- [Your instructions]: Copy out the Dior Homme Cologne review below word for word, from its title through its final line.

- [Text excerpt]:
# # # # #

Dior Homme Cologne by Christian Dior

The original Dior Homme, is pretty much my go to daily wear. A such, I always want to try out the different offerings under the Dior Homme banner. Today, I am going to collect my thoughts and review, Dior Homme Cologne.

This is a flanker fragrance of sorts, but is a completely independent fragrance from the rest of the line. It was updated in 2022, after it’s initial release in 2013. However, it really didn’t get a full overhaul like Sport and Homme 2020, and is basically the same.

How does Cologne smell? Does it last long? How does it project? Is it worth a purchase?


Dior Homme Cologne Overview

Notes include: bergamot, Moroccan grapefruit blossom, musk

Click here to try: Christian Dior Cologne Spray for Men, Dior Homme, 4.2 Ounce


My Full Wear Review

Before I get into my own thoughts about Dior Homme Cologne, let’s see what Dior has to say about it: Citrusy bergamot, sensual grapefruit blossom and cotton-fresh white musks infuse to create a radiant, contemporary signature. An enveloping trail that reflects the casual charm of a timeless white dress shirt. A simply elegant fragrance for your own pleasure.

# # # # #

- [Data supplied]:
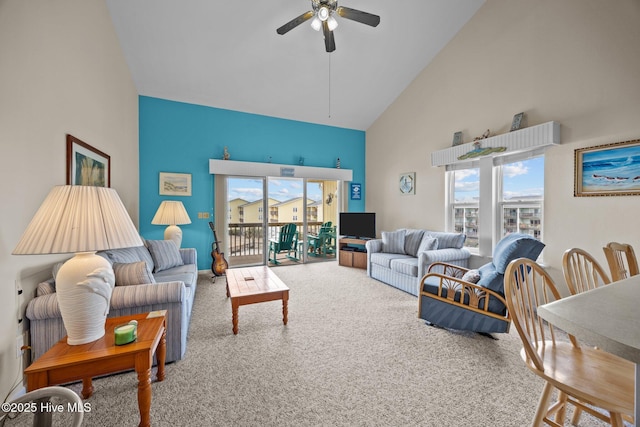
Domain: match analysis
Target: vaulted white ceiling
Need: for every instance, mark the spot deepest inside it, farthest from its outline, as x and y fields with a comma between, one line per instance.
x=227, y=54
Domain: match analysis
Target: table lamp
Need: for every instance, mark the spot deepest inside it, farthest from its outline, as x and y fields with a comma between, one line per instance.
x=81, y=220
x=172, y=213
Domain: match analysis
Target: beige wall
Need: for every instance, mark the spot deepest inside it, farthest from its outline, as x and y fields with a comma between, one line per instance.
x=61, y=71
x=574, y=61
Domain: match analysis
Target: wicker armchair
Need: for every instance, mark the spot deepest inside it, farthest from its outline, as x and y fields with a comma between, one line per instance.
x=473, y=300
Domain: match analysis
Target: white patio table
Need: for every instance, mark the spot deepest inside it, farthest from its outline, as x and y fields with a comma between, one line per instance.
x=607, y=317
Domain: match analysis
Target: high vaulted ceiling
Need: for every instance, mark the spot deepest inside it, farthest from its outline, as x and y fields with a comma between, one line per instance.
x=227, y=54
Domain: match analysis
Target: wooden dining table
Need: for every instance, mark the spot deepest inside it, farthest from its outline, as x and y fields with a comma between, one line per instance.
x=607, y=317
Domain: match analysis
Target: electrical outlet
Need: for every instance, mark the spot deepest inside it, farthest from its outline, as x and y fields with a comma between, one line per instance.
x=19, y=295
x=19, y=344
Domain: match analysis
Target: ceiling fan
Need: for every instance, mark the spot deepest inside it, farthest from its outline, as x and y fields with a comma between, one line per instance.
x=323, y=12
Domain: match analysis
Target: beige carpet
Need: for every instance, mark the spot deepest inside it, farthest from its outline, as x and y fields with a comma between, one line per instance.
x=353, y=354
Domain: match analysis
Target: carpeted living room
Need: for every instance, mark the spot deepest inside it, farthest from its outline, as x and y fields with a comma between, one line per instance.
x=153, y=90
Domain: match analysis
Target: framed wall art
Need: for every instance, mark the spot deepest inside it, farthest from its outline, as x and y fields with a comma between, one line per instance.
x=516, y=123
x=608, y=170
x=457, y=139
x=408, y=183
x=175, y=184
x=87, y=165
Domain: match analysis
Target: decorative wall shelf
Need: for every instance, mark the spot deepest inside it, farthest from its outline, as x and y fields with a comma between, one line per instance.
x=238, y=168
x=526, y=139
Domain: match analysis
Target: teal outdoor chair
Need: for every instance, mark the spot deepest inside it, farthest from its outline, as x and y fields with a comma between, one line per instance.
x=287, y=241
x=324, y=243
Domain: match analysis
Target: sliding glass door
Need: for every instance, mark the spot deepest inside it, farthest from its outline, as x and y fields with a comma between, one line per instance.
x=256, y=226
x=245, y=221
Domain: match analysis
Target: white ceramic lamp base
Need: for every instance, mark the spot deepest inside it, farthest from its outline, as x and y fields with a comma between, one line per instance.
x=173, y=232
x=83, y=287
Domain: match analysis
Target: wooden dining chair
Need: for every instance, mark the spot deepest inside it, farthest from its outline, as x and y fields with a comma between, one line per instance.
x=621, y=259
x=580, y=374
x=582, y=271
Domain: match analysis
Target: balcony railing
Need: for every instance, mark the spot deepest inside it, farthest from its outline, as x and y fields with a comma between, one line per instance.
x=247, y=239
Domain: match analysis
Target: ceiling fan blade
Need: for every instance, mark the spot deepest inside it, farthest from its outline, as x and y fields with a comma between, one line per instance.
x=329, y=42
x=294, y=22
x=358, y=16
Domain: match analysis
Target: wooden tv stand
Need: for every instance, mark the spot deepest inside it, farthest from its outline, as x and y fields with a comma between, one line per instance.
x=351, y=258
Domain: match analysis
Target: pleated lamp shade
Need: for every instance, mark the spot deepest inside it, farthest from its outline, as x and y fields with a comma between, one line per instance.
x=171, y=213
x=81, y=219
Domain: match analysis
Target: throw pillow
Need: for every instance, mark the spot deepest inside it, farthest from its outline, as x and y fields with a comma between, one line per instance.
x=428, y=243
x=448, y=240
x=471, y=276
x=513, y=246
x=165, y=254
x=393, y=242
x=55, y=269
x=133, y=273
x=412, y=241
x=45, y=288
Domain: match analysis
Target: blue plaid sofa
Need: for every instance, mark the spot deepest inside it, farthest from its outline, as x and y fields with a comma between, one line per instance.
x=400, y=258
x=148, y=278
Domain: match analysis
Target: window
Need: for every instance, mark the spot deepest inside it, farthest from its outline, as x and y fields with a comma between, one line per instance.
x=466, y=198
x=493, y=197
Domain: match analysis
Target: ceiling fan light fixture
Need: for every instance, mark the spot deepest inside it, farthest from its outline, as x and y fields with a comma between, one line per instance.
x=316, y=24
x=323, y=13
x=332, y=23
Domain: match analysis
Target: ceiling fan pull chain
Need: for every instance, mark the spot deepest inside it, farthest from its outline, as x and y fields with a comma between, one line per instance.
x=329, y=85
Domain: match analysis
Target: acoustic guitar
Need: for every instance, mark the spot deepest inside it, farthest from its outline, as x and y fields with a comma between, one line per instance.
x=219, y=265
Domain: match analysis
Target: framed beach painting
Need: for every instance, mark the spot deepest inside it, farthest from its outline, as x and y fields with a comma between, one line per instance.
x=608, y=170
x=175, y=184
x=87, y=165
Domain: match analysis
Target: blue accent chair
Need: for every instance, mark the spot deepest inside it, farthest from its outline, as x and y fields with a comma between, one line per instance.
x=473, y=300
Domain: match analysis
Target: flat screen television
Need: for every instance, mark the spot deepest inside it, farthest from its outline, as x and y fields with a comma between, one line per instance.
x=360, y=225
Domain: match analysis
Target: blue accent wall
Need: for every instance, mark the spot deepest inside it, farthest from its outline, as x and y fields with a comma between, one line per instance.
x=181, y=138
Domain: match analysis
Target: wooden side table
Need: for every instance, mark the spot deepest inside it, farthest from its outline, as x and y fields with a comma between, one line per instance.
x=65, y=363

# # # # #

- [Solution to this exercise]:
Dior Homme Cologne by Christian Dior

The original Dior Homme, is pretty much my go to daily wear. A such, I always want to try out the different offerings under the Dior Homme banner. Today, I am going to collect my thoughts and review, Dior Homme Cologne.

This is a flanker fragrance of sorts, but is a completely independent fragrance from the rest of the line. It was updated in 2022, after it’s initial release in 2013. However, it really didn’t get a full overhaul like Sport and Homme 2020, and is basically the same.

How does Cologne smell? Does it last long? How does it project? Is it worth a purchase?


Dior Homme Cologne Overview

Notes include: bergamot, Moroccan grapefruit blossom, musk

Click here to try: Christian Dior Cologne Spray for Men, Dior Homme, 4.2 Ounce


My Full Wear Review

Before I get into my own thoughts about Dior Homme Cologne, let’s see what Dior has to say about it: Citrusy bergamot, sensual grapefruit blossom and cotton-fresh white musks infuse to create a radiant, contemporary signature. An enveloping trail that reflects the casual charm of a timeless white dress shirt. A simply elegant fragrance for your own pleasure.